The problem is that the Bill, to me, focuses mostly on this middle ground: lawful but harmful. This is the most difficult for platforms to deal with, because it goes back to that subjective issue. I will not go into the way platforms moderate, because I know that you have heard from Professor Klonick, who knows probably more than anyone else in the world about how platforms moderate. Platforms moderate by a mixture of human operatives and very simple AI systems. There is the famous white, black, attack model, which catches out chess players all the time on these platforms.
Even where there are human operatives, these are very much A/B systems: they have a playbook that they follow. Does it fall on this side or that side of our standards and our customer standards? The problem with most of this content is that it does not fall neatly on one side or the other, and to ask private platforms to play referee seems to me not to be fair or reasonable on these platforms.
As I say, I am no supporter generally of these platforms, but one thing I do have sympathy with them on is that they deserve clarity in the law that they are being asked to apply, rather than being asked to follow a set of principles. I would suggest that we perhaps consider looking at article 15 and seeing whether a general obligation to monitor could be put in place. We could put a lot more money into supporting our law enforcement agencies, who need a lot more resource to deal with these online harms—the criminal ones—and we could put a lot more thought into designing a more A/B style of what is and is not acceptable to us as a society and asking the platforms to then implement, with clear guidance, where it is not criminal but may be harmful, what we want them to do through designs and processes. That would be my practical model, if you will, if we were to take it forward.
Lord Griffiths of Burry Port: Thank you both very much indeed. That was most helpful.
The Chair: We are running a bit behind time, so we will crack on.
Q185 Baroness Buscombe: Thank you both. Of course, there is great pressure from the Government to publish this Bill, but the more we look into it, the more questions we seem to raise. This is all extremely helpful.

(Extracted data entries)

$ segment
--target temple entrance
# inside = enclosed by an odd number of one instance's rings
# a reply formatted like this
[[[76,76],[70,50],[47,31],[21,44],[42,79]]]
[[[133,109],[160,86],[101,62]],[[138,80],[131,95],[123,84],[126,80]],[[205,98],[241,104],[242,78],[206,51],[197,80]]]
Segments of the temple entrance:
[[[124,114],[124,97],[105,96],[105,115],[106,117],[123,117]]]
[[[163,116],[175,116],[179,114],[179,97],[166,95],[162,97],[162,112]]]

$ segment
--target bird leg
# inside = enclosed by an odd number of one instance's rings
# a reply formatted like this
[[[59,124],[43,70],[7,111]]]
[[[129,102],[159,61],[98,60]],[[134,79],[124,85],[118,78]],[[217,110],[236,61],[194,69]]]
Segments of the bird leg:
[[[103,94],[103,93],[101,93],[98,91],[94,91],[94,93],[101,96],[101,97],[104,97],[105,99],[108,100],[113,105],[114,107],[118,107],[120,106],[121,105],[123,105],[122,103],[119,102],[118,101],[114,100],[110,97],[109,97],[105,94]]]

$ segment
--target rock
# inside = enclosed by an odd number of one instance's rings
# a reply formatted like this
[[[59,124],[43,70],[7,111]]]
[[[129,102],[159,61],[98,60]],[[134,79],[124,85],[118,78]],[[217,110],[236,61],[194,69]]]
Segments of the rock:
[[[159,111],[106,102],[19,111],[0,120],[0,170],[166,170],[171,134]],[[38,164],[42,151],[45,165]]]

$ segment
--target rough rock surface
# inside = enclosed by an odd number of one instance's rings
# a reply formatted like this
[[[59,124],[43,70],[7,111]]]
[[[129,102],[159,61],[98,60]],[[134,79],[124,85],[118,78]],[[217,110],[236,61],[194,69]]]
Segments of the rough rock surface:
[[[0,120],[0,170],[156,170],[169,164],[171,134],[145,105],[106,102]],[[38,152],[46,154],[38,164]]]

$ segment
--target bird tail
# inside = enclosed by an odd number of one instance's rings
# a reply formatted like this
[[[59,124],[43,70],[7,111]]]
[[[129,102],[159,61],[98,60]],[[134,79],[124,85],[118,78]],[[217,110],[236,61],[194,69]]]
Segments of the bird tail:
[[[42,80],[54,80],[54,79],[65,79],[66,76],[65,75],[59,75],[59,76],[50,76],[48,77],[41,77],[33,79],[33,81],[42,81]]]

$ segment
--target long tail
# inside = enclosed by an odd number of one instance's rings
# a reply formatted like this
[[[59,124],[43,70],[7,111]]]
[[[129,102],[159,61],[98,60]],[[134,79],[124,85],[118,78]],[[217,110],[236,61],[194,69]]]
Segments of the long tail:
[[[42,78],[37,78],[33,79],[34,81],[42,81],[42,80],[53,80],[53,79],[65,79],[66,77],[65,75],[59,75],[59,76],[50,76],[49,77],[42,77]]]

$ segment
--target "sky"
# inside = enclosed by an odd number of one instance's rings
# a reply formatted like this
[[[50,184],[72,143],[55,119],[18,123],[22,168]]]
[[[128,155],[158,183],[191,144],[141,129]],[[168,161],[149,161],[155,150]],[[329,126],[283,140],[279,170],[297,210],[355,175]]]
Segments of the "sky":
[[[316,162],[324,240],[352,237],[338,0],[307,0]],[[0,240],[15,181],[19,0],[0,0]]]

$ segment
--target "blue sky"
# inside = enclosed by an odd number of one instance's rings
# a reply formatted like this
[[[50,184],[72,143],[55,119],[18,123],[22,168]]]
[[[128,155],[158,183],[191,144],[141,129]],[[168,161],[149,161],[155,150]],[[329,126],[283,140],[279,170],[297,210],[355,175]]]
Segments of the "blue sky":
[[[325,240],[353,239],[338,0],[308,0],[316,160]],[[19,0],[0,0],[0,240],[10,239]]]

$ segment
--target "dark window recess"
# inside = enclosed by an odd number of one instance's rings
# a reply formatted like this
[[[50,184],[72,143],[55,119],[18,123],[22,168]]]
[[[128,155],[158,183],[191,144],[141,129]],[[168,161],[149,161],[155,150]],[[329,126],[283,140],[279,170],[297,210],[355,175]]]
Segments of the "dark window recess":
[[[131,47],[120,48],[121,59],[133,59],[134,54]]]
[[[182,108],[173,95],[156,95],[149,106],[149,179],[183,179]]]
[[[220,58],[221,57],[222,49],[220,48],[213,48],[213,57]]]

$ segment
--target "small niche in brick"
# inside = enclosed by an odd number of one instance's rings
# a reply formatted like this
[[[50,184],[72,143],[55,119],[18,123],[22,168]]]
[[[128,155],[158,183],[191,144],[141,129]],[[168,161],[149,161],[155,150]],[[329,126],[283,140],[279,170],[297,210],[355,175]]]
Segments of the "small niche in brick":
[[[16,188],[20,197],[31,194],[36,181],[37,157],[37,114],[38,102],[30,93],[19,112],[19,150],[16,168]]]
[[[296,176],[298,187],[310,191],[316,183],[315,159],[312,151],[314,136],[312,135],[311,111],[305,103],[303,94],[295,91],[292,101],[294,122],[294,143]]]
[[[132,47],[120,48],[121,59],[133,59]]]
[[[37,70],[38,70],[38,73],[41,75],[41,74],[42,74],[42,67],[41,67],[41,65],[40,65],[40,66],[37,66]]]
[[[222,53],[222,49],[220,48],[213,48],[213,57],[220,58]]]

- [Set task]: In the testimony on platform moderation, what do platforms use to moderate content?

- [Solution for this problem]: A mixture of human operatives and very simple AI systems.